- _Material to process_:
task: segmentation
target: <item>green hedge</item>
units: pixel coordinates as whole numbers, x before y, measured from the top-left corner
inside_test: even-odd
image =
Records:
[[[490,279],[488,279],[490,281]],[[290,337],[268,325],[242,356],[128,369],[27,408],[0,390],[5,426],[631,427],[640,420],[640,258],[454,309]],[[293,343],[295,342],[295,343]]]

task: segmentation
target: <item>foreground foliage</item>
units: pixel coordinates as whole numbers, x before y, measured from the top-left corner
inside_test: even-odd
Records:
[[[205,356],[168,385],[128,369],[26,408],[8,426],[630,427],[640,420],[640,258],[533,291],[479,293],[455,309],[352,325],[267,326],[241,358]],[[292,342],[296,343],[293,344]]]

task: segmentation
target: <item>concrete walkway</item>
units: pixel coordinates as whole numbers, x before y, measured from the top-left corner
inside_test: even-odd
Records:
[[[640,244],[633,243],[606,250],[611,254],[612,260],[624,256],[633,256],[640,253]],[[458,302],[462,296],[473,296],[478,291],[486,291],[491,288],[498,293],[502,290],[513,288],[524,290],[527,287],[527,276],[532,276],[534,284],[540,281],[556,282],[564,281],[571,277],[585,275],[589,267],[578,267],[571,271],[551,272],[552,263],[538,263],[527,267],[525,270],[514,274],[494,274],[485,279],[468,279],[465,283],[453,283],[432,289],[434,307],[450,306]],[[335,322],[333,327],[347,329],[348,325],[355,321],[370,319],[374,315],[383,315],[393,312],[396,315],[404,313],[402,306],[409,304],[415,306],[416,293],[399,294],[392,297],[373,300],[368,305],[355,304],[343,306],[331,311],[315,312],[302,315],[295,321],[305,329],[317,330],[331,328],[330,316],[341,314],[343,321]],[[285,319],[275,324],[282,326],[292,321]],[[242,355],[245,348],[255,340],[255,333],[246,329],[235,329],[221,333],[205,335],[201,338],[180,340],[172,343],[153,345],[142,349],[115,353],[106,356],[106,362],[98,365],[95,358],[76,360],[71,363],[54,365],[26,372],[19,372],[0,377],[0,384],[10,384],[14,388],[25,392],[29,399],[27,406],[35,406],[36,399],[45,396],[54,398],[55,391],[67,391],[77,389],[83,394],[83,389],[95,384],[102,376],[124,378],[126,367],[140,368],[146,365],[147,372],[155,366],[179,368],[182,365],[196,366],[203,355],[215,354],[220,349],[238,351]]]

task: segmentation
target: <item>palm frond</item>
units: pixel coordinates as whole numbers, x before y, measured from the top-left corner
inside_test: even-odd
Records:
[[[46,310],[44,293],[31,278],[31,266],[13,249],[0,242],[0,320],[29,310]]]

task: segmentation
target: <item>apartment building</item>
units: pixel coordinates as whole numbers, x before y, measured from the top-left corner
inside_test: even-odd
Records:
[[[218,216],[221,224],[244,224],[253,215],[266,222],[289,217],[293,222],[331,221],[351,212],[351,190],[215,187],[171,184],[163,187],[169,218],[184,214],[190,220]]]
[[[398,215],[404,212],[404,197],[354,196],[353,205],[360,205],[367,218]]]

* * *

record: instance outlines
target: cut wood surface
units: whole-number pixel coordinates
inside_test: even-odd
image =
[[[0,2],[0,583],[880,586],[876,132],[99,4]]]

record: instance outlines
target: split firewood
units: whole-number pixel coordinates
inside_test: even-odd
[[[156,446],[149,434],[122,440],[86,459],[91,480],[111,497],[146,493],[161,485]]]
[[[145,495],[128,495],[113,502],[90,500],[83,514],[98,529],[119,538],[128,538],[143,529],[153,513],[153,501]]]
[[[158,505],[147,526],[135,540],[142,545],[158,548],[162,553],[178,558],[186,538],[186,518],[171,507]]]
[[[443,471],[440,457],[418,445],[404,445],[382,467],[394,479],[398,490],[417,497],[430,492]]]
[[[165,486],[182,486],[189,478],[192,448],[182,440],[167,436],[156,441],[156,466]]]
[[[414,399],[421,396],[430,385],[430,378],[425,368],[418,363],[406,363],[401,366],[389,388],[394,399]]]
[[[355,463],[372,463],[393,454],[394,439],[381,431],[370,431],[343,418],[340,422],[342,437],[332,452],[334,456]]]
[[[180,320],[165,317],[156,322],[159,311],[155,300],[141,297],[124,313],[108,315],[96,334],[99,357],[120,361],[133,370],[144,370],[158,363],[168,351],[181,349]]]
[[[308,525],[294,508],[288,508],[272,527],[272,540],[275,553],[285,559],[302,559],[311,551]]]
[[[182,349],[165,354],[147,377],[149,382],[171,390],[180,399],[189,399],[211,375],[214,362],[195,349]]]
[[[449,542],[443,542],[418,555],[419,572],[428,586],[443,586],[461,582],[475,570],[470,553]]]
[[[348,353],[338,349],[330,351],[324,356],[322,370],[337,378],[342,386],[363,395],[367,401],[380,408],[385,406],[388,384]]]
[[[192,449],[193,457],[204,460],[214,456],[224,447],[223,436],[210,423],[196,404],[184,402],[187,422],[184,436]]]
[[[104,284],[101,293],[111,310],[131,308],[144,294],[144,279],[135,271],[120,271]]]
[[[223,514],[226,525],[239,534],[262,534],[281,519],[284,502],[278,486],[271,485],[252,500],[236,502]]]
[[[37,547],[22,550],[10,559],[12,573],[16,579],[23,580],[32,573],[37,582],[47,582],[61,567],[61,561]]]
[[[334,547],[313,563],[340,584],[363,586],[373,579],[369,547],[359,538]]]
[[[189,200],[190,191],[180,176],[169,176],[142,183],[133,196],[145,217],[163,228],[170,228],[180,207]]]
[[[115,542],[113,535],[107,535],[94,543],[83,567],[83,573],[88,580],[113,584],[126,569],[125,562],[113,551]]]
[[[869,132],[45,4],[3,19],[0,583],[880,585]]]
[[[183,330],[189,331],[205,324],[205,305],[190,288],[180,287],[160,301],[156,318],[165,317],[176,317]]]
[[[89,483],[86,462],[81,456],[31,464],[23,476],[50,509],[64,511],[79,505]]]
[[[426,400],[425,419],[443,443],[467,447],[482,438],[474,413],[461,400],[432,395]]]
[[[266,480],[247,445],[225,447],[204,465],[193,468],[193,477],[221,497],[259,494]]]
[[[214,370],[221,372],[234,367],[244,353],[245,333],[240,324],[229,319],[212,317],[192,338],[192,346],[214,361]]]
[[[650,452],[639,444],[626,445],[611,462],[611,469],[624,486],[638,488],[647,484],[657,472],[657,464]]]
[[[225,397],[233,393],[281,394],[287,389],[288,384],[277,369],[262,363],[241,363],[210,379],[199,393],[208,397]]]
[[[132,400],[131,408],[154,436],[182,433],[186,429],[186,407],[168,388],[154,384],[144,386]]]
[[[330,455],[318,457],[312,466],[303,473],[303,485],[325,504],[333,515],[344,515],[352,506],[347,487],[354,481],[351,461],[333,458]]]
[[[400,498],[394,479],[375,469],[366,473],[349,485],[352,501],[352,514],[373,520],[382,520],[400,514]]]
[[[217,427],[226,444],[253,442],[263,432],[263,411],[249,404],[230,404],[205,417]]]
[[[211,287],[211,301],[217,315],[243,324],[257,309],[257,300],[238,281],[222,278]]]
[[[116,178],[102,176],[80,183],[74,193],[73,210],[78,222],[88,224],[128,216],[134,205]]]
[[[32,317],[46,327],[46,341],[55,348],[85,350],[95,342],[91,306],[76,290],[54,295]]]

==

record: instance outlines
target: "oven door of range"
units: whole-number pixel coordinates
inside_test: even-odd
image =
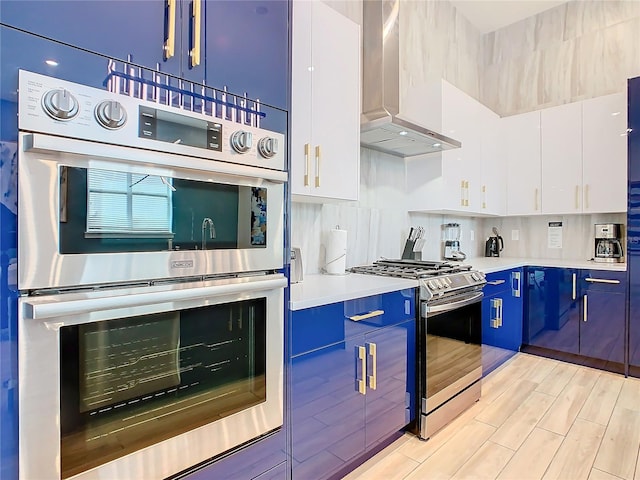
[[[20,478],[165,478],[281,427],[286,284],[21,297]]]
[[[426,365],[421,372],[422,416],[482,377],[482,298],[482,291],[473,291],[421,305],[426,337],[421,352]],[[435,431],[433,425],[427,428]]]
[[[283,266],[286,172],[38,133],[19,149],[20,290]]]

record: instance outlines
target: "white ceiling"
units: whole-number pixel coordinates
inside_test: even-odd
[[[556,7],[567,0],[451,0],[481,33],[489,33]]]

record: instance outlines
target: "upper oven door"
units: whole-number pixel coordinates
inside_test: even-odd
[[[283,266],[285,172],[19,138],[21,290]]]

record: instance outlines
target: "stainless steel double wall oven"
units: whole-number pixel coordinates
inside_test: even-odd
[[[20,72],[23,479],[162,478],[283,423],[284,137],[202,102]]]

- _Task objective_: Across the material, report every line that has the word "target".

- _Solution_:
target: <item>green hedge</item>
target: <item>foreground foliage</item>
target: <item>concrete walkway</item>
target: <item>palm frond</item>
target: <item>apartment building</item>
target: cut wood surface
target: split firewood
target: "oven door of range"
target: "white ceiling"
target: "upper oven door"
target: "stainless steel double wall oven"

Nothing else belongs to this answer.